[Task brief]
Transcribe the entries that follow, word for word.

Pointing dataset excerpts
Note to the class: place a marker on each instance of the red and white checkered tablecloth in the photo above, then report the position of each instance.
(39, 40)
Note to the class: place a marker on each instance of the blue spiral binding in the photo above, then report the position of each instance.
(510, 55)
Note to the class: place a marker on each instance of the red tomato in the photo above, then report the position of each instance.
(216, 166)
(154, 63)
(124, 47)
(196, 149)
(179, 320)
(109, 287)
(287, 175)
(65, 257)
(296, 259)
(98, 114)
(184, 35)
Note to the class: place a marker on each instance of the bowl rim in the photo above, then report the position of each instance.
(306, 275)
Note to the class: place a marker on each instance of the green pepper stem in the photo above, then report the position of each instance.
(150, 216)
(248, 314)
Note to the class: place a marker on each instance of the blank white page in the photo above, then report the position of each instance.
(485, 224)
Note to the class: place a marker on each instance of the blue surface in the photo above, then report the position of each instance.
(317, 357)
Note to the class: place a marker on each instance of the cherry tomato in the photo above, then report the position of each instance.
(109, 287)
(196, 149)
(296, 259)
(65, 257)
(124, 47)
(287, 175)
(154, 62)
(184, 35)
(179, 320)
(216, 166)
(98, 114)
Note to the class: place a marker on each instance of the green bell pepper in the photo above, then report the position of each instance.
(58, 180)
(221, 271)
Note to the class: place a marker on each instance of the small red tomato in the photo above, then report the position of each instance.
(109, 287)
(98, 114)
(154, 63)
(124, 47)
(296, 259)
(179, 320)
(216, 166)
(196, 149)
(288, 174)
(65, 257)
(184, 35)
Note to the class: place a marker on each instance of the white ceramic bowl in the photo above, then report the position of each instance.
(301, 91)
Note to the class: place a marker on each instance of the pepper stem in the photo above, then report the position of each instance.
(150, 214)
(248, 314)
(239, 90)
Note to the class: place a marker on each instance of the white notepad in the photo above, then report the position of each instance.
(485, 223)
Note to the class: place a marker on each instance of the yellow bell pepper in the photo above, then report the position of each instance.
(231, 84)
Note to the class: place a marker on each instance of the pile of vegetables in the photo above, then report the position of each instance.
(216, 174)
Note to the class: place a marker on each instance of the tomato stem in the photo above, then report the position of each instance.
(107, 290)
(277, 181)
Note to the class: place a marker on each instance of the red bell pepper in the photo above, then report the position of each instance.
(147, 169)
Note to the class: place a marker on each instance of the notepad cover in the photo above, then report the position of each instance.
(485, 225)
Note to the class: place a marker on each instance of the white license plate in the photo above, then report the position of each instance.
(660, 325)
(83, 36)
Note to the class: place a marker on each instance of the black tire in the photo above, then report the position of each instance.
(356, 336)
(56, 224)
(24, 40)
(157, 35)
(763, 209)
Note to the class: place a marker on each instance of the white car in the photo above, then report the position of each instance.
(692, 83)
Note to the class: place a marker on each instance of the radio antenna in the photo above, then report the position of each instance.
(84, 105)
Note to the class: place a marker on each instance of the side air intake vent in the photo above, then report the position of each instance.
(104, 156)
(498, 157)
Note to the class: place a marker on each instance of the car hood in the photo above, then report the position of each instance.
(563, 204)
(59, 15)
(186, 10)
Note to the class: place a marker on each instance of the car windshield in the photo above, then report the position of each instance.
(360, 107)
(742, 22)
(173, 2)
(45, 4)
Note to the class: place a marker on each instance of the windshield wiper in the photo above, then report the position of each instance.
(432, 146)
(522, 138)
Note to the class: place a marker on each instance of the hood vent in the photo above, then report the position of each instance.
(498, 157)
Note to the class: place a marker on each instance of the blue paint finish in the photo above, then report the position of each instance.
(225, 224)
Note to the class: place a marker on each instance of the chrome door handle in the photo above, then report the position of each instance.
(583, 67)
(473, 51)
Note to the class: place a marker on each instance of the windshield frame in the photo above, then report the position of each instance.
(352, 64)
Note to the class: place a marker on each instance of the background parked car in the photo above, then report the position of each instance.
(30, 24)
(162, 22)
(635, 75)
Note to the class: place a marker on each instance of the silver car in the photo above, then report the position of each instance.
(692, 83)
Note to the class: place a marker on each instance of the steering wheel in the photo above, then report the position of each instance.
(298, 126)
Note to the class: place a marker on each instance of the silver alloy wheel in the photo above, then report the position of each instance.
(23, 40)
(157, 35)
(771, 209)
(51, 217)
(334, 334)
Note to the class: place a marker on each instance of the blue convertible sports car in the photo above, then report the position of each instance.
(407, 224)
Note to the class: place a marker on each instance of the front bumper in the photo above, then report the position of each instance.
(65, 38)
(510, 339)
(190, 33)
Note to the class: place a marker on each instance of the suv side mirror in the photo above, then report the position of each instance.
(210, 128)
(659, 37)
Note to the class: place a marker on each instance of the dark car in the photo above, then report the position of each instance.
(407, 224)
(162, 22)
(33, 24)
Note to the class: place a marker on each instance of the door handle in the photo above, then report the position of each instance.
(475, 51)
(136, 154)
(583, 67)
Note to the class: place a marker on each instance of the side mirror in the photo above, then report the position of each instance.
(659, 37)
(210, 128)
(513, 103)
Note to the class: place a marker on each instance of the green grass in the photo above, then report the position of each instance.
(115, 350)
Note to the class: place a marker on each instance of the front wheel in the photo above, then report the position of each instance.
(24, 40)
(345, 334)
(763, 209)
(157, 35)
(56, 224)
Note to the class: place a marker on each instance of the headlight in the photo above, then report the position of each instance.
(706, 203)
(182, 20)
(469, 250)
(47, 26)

[Full output]
Note to the class: place a marker on each instance of the red and white checkered tablecloth in the photo above, then report the position of each instance.
(39, 40)
Note to the class: place a marker on each instance of the blue spiral binding in the photo above, then report the position of each instance.
(510, 55)
Note to the class: place a marker on each instance of the red tomato in the photo above, then report the position of each instance.
(216, 166)
(154, 63)
(124, 47)
(196, 149)
(179, 320)
(109, 287)
(287, 175)
(65, 257)
(296, 259)
(98, 114)
(184, 35)
Note to the class: place a marker on each instance of the bowl rim in the photo above, then report the position of each instance.
(306, 275)
Note to the class: place a marker on each instance of the green pepper stem in the photo above, then report the position of each instance.
(150, 216)
(248, 314)
Note to the class: place a marker on each instance of the blank white page in the photo above, then report the position of each instance.
(485, 224)
Note to the class: place a marker on each instance of the blue surface in the photo above, then report the position of each instance.
(317, 357)
Note to the class: place a marker on each instance of the cherry tomato in the photo above, then report the position of each instance.
(109, 287)
(196, 149)
(296, 259)
(65, 257)
(124, 47)
(287, 175)
(154, 62)
(184, 35)
(179, 320)
(216, 166)
(98, 114)
Note to the class: place a marker on each instance of the green bell pepper in the photo above, then report the position of each instance.
(58, 180)
(221, 271)
Note to the class: place a marker on each instance of the small red tomato in the photo above, then report the position of each instance.
(109, 287)
(98, 114)
(154, 63)
(124, 47)
(296, 259)
(179, 320)
(216, 166)
(196, 149)
(288, 174)
(65, 257)
(184, 35)
Note to the class: place a marker on each instance of the white ceramic bowl in the photo above, then report the position of each instance.
(301, 91)
Note to the class: place a marker on each instance of the pepper stem in the photo above, then report the position of each instance.
(150, 214)
(248, 314)
(239, 90)
Note to the class: place a marker on each instance of the white notepad in the photo above, then report the position of each instance.
(485, 223)
Note to the class: place a marker on each instance of the yellow bell pepper in the photo above, then report the position of each instance.
(231, 84)
Note to the class: place a marker on each instance of the pile of vegetables in the photo above, then report the position of each instance.
(216, 174)
Note to the class: place a marker on each instance of the tomato stem in the photo above, then report the position of each instance.
(107, 290)
(277, 181)
Note to the class: place a marker on each instance of the red bell pepper in the photo above, then report the position of each instance.
(147, 169)
Note to the class: place a marker on each instance of the notepad cover in the photo above, then report the position of each instance.
(485, 225)
Note to the class: place a marker on each instance of the white license plate in the photo above, then report the position of each instance.
(660, 325)
(83, 36)
Note to the class: place a marker on each instance of the black tire in the photo above, then report the position of each instance.
(356, 336)
(56, 224)
(24, 40)
(157, 35)
(763, 209)
Note to the class: place a marker on each instance of the white car in the photo above, then report the position of each instance.
(692, 83)
Note to the class: place a marker on each instance of the radio antenna in the photo above, then report the position of each instance.
(84, 105)
Note to the class: place a marker on each instance of the side air intake vent in the photo above, then report the position of each instance.
(104, 156)
(498, 157)
Note to the class: place a marker on each instance of the car hood in the photo above, then report the position of each instance.
(563, 204)
(59, 15)
(186, 10)
Note to the class: place a marker on each instance of the car windshield in the photo above, then report the position of each instance.
(360, 107)
(742, 22)
(173, 2)
(45, 4)
Note to the class: place a marker on each instance of the windshield wiper in the photo above, then report the position of each instance.
(432, 146)
(522, 138)
Note to the class: place a marker on each instance of the hood vent in the photo above, then report the position of each instance.
(498, 157)
Note to the class: place a marker on each instance of the blue paint finish in the photo above, then report the position of each instance.
(225, 224)
Note to the class: place a marker on each instance of the chrome door handle in the photo above, then report the position of each instance.
(583, 67)
(473, 51)
Note to the class: place a marker on each instance of the windshield frame in the photo above, then report the position of each instance.
(352, 64)
Note to the class: place a marker on each instance of the background parked car in the photo above, then report the position of each instance.
(30, 24)
(162, 22)
(635, 75)
Note to the class: place a marker on each instance of the silver car in the photo above, then report the position of each instance.
(692, 83)
Note to the class: place a marker on each instance of the steering wheel in the photo above, then report the position of each instance.
(298, 126)
Note to the class: place a marker on each instance of the silver alloy wheel in the photo above, then report the position of each instance.
(23, 40)
(157, 35)
(771, 209)
(51, 217)
(334, 334)
Note to the class: place a marker on each instance of the blue convertible sports car in the photo above, then report the position of each instance.
(407, 224)
Note to the class: place a marker on each instance of the front bumper in the photo above, then report the position of each instance.
(65, 38)
(510, 339)
(190, 33)
Note to the class: place a marker on each instance of the suv side mirror in the photo above, then report the position of each instance.
(210, 128)
(659, 37)
Note to the class: place a marker on each instance of the dark car in the photo above, then report the position of each instance.
(407, 224)
(162, 22)
(33, 24)
Note to the class: place a marker on each instance of the door handle in the photo above, then report the position of each instance.
(475, 51)
(136, 154)
(583, 67)
Note to the class: place a marker on each instance of the side mirror in the photo above, then report the position of each instance.
(659, 37)
(210, 128)
(513, 103)
Note to the class: place a marker on each instance of the green grass in the photo above, then report the position of each instance.
(115, 350)
Note to the class: place a marker on each instance of the front wheel in the photo above, then report the position of each instance.
(24, 40)
(345, 334)
(763, 209)
(157, 35)
(56, 224)
Note to the class: place a marker on each instance of the headlight in the photo above, then report the position of each instance.
(706, 203)
(182, 20)
(469, 250)
(47, 26)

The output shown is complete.